* _Set task 1_
Reproduce verbatim the portion of the stellar evolution passage starting at "You can see" and ending at "the constellation Orion.".
* _Set task 2_
Name every object or phase that the stellar evolution passage lists as part of the advanced stages of evolution for stars of large and small mass in the objective beginning "Compare and contrast".
Start Selected excerpt
^ Define stellar evolution.
^ List the stages in the life cycle of a star like our Sun according to the modern theory of stellar evolution.
^ Explain the importance of the H-R diagram to theories of stellar evolution.
^ Explain the relation between a star's age and its position on the H-R diagram.
^ List the main steps in the birth of a star.
^ Describe the energy balance and pressure balance in main sequence stars.
^ Compare and contrast what happens in the advanced stages of evolution for stars of large and small mass: planetary nebulas, white dwarfs, supernovas, pulsars/neutron stars, and black holes.
^ Identify nebulas, main sequence, blue giant, red giant, and pulsating variable stars that can be observed in the sky.
^ Explain how supernovas and pulsars are observed.
^ Describe the origins of the different chemical elements and the importance of supernovas to new generations of stars.
^ Describe observational evidence for black holes.
To every thing there is a season, and a time to every purpose under the heaven. A time to be born, and a time to die.
No star shines forever. Stellar evolution refers to the changes that take place in stars as they age—the life cycle of stars. These changes cannot be observed directly, because they take place over millions or billions of years. Astronomers construct a theory of stellar evolution that is consistent with the laws of physics. Then they check their theory by observing real stars shining in the sky.
In checking theory against observations, astronomers make use of H-R diagrams. Theoretical predictions are made regarding a sequence of changes in luminosity and temperature for stars as they go from birth to death. These changes are plotted on an H-R diagram, forming theoretical tracks of evolution. Theoretical H-R diagrams are then compared with H-R diagrams for groups of real stars (Section 6.4).
The predictions of the modern theory of stellar evolution, described in this chapter, agree well with the data from observations of real stars.
What is stellar evolution?_
Answer: The changes that take place in stars as they age—the life cycle of stars.
Stars form out of matter that exists in space. The gigantic interstellar (between stars) clouds of gas and dust must be the birthplaces of stars.
You can see the nearest cloud in space where new stars are forming now. The famous Orion Nebula, located about 1500 light-years away in the constellation Orion, is a region of intense star formation (Figure 5.1).
Look for the Orion Nebula in the winter. It is marked on your winter skies map in the sword of Orion the Hunter. The Orion Nebula looks like a hazy patch to your eye. Through a telescope you will see it glow with a greenish color. Hot, newly formed stars in the region make the gases glow. A much larger associated dark molecular cloud is not visible.
Are new stars still being born today? Where?_
Answer: Yes. In gigantic clouds of gas and dust, as in the Orion Nebula.
Figure 5.1. Orion Nebula, in the constellation Orion.
A protostar is a star in its earliest observable phase of evolution. You can think of a protostar as a star that is being born.
Protostars form by chance at high-density clumps inside huge turbulent gas (mostly hydrogen) and dust clouds that exist in space. Perhaps a shock wave from an exploding star (supernova) triggers the process.
End Selected excerpt
Start Provided material
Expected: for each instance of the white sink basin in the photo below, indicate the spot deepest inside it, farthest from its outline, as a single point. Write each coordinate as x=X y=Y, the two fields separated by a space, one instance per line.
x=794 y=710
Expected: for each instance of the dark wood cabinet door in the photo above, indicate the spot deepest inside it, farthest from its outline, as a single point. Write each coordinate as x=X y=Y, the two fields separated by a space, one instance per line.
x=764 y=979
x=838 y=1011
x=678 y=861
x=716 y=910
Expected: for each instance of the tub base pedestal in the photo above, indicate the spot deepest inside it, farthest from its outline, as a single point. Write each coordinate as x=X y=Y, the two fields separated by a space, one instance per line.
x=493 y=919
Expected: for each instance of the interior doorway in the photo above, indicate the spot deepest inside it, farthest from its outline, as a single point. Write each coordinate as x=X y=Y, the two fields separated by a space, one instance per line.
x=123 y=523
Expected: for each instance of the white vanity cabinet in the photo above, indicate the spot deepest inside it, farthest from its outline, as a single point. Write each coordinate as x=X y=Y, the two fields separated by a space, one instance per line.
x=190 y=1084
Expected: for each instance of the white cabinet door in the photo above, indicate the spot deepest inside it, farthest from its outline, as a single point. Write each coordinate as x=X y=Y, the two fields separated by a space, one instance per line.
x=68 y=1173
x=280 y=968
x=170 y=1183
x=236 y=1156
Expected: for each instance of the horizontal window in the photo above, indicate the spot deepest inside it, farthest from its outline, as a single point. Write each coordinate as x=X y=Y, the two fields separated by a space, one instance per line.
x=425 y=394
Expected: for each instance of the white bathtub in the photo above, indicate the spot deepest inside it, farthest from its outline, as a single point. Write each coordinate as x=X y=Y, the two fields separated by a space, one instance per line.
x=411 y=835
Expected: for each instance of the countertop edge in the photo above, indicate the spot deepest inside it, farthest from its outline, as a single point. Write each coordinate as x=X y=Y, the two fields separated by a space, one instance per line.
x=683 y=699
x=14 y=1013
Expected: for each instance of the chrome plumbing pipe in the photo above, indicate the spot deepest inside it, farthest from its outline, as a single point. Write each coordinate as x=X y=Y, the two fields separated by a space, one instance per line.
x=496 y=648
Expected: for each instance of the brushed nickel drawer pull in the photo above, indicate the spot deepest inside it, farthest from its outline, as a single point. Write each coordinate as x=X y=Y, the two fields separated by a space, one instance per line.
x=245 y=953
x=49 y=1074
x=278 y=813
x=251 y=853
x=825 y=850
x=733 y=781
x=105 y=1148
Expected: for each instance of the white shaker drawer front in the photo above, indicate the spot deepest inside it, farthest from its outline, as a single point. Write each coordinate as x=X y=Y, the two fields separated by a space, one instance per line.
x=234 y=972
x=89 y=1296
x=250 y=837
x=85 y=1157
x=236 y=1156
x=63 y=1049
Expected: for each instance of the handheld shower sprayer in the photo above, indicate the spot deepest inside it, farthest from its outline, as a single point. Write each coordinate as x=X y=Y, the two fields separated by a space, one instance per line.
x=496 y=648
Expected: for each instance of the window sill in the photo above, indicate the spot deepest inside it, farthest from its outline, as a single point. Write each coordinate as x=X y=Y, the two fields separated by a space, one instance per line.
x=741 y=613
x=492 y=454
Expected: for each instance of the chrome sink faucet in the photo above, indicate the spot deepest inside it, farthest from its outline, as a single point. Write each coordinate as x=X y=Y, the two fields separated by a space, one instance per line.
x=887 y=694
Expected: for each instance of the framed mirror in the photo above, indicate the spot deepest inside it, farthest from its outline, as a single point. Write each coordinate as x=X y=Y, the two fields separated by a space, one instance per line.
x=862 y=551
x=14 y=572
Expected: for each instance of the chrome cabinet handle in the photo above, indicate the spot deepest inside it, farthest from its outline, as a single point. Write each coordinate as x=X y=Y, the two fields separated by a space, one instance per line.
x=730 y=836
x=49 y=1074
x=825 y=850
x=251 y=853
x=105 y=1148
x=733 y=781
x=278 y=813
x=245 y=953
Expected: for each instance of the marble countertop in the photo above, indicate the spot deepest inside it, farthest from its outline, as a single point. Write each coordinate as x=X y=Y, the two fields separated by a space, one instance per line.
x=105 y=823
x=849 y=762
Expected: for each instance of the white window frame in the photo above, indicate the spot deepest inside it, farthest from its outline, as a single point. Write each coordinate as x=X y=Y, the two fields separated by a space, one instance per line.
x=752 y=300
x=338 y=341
End Provided material
* _Exercise output 1_
You can see the nearest cloud in space where new stars are forming now. The famous Orion Nebula, located about 1500 light-years away in the constellation Orion, is a region of intense star formation (Figure 5.1).
Look for the Orion Nebula in the winter. It is marked on your winter skies map in the sword of Orion the Hunter. The Orion Nebula looks like a hazy patch to your eye. Through a telescope you will see it glow with a greenish color. Hot, newly formed stars in the region make the gases glow. A much larger associated dark molecular cloud is not visible.
Are new stars still being born today? Where?_
Answer: Yes. In gigantic clouds of gas and dust, as in the Orion Nebula.
Figure 5.1. Orion Nebula, in the constellation Orion.

* _Exercise output 2_
Planetary nebulas, white dwarfs, supernovas, pulsars/neutron stars, black holes